▶ Information given
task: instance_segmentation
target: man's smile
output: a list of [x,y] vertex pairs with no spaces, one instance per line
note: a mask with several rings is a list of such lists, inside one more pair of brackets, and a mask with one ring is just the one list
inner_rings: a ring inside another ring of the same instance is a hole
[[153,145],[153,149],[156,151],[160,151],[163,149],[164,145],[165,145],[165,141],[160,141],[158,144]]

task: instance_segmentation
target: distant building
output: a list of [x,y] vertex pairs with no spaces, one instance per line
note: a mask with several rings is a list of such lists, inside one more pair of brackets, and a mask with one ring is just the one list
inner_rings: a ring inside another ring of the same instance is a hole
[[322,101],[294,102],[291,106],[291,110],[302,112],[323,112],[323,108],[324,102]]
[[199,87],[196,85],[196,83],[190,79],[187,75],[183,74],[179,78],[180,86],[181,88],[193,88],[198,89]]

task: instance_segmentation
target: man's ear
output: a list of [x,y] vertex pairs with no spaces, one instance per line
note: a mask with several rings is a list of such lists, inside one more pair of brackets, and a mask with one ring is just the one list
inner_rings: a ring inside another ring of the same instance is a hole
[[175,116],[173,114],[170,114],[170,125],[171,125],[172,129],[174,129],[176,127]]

▶ Assignment
Restate the material word for word.

▶ Task response
task: instance_segmentation
target: man's smile
output: a list of [x,y] vertex pairs with no spaces, one instance per line
note: a mask with several rings is a list of such lists, inside one more pair of brackets, and a mask with one ring is just the one list
inner_rings: a ring inside another ring of the same instance is a hole
[[153,145],[153,149],[156,151],[160,151],[163,149],[164,145],[165,145],[165,141],[160,141],[158,144]]

task: instance_segmentation
target: distant building
output: a list of [x,y] vertex pairs with no spaces, one instance per line
note: a mask with several rings is a list of such lists, inside one more pair of brackets, and a mask with one ring is just the one list
inner_rings: a ring inside another ring of the same instance is a hole
[[322,101],[294,102],[291,106],[291,110],[302,112],[323,112],[323,108],[324,102]]
[[199,87],[196,85],[196,83],[190,79],[187,75],[183,74],[179,78],[180,86],[181,88],[193,88],[198,89]]

task: instance_segmentation
target: man's ear
output: a list of [x,y] vertex pairs with no spaces, one instance per line
note: a mask with several rings is a list of such lists, inside one more pair of brackets, and a mask with one ring is just the one list
inner_rings: a ring inside another ring of the same instance is a hole
[[175,116],[173,114],[170,114],[170,125],[171,125],[172,129],[174,129],[176,127]]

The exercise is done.